Uma exposição que é uma tomada de poder, primeiro simbólica,
depois definitiva, da mulher representada na pintura. Em “Heroínas” – no Museu
Thyssen, Madrid – os arquétipos do feminino herdados de um mundo de homens são
reunidos, revisitados, desconstruídos e reconstruídos para dar a ver a Cidade
das Mulheres.
À frente de uma grande mulher haverá sempre pequenos homens a
querer fixá-la. Ser mulher não basta: “Gaston Lachaise tinha um Deus”, disse
Louise Bourgeois, “esse Deus era uma mulher, a mulher dele, que pôs num
pedestal, literalmente e figurativamente”. A versão figurativa dessa mulher
adorada – Isabel Dutaud Nagle, por quem o escultor francês emigrou para os Estados Unidos
em 1906 – está agora com uma mão na coxa e a outra na anca. Imponente, altiva,
contempla-nos do alto do seu pedestal, à esquerda de quem entra na sala de
exposições temporárias do Museu Thyssen-Bornemisza, em Madrid. Esta Mulher de
Pé (1932) em bronze, rebaptizada Heroína, faz figura de porteira na exposição
das “Heroínas” (até 5 de Junho).
Partindo de arquétipos femininos da Grécia Antiga, transfigurada
pelo símbolo, pela máscara, pelo trabalho, pelo carácter, pelas acções, pelo
rumo da história, ou tão somente pelo acto de se auto-retratar, o feminino é
exposto obedecendo a sub-temas: ela é solitária, cariátida, ménade, atleta,
couraçada, amazona, maga, mártir, mística, leitora e pintora.
O objectivo da exposição, nas palavras do seu director artístico
Guillermo Solana, é dar a ver “imagens que sejam uma fonte de poder para as
mulheres”. “A história de arte ocidental abunda em imagens de mulheres
sedutoras, complacentes, submissas, submetidas. ‘Heroínas’ é uma antologia de
mulheres fortes: activas, independents, criadoras, triunfantes”, explica Solana,
para quem a condição primeira da heroína é a solidão.
Na primeira sala, dedicada às solitárias, apenas se encontra um
homem entre as visitantes. A vintena de mulheres que o sitiam são adolescentes,
adultas, sexagenárias e contemplam três mulheres de mão no queixo: uma Ifigénia
de Feuerbach, uma Penélope em bronze de Bourdelle e outra de Lord Frederick
Leighton. Do lado esquerdo, há um Entardecer (1888) de Munch: uma mulher de
chapéu de palha na cabeça, mãos juntas sobre os joelhos, olhar absorto: é Laura,
a irmã mais nova do pintor (onze anos antes de voltar a ser pintada num asilo,
onde foi internada com um diagnóstico de histerismo).

■ **Objetivo a**
Resuma em duas frases o excerto sobre a exposição "Heroínas".
O excerto e os registos têm origens distintas.

■ **Dados fornecidos**

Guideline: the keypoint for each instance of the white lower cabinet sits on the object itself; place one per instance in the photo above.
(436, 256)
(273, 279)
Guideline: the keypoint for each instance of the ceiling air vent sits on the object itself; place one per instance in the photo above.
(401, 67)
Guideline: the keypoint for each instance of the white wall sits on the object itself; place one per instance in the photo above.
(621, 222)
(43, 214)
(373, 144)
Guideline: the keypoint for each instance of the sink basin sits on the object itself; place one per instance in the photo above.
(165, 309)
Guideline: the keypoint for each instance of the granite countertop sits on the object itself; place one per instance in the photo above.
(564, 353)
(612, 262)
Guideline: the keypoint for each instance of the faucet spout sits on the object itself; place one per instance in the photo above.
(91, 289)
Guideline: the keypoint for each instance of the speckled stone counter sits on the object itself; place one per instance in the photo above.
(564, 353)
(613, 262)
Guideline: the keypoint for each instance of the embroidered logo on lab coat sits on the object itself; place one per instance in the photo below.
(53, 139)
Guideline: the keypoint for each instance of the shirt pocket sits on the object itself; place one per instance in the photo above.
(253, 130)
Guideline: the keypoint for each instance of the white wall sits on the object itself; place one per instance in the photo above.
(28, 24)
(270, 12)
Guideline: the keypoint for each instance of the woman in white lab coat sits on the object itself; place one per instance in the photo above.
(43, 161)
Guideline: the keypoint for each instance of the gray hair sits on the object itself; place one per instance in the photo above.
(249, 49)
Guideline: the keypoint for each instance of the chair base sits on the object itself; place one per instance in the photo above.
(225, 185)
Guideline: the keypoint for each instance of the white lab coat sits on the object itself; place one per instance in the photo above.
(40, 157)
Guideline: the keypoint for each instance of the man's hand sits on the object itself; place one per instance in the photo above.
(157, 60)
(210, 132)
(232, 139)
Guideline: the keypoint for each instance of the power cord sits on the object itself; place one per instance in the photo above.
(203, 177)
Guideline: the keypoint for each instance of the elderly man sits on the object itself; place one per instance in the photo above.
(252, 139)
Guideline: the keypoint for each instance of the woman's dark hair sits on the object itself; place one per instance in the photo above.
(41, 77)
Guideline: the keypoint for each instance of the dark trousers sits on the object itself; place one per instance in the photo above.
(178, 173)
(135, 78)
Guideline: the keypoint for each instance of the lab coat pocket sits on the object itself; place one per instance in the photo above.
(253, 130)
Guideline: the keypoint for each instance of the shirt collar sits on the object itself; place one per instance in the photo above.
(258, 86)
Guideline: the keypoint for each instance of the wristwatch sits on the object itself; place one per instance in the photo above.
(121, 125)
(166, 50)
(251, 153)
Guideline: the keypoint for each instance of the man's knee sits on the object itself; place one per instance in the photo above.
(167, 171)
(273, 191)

■ **Objetivo b**
Localize nos registos todas as linhas que contêm a palavra "woman" e copie-as, distinguindo maiúsculas de minúsculas.

■ **Resposta a**
A exposição "Heroínas", no Museu Thyssen-Bornemisza, em Madrid, reúne, revisita e reconstrói os arquétipos do feminino herdados de um mundo de homens, organizando-os em sub-temas como a solitária, a amazona, a mártir, a leitora ou a pintora. Segundo o seu diretor artístico, Guillermo Solana, o objetivo é mostrar imagens que sejam uma fonte de poder para as mulheres, numa antologia de mulheres fortes cuja condição primeira é a solidão.

■ **Resposta b**
Guideline: the keypoint for each instance of the woman in white lab coat sits on the object itself; place one per instance in the photo above.
Guideline: the keypoint for each instance of the woman's dark hair sits on the object itself; place one per instance in the photo above.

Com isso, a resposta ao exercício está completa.